- [Saved entries]:
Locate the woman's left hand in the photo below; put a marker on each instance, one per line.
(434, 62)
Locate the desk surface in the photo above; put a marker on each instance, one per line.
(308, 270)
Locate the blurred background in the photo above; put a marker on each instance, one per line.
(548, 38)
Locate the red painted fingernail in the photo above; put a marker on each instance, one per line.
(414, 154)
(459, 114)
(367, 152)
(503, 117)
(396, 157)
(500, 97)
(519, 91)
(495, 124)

- [Instructions for the task]: Down to the last line, return the data above exactly.

- [Solution below]:
Locate the woman's left hand in the photo below; put a marker on each instance, one per line.
(434, 62)
Locate the desk surface in the photo above; put a marker on each instance, one per line.
(308, 270)
Locate the blurred background in the photo above; put a marker on each instance, one per line.
(548, 38)
Locate the red painted fingernail in the photo above; put a marker on each instance, one per line.
(414, 154)
(459, 114)
(367, 152)
(503, 117)
(396, 157)
(500, 97)
(519, 91)
(495, 124)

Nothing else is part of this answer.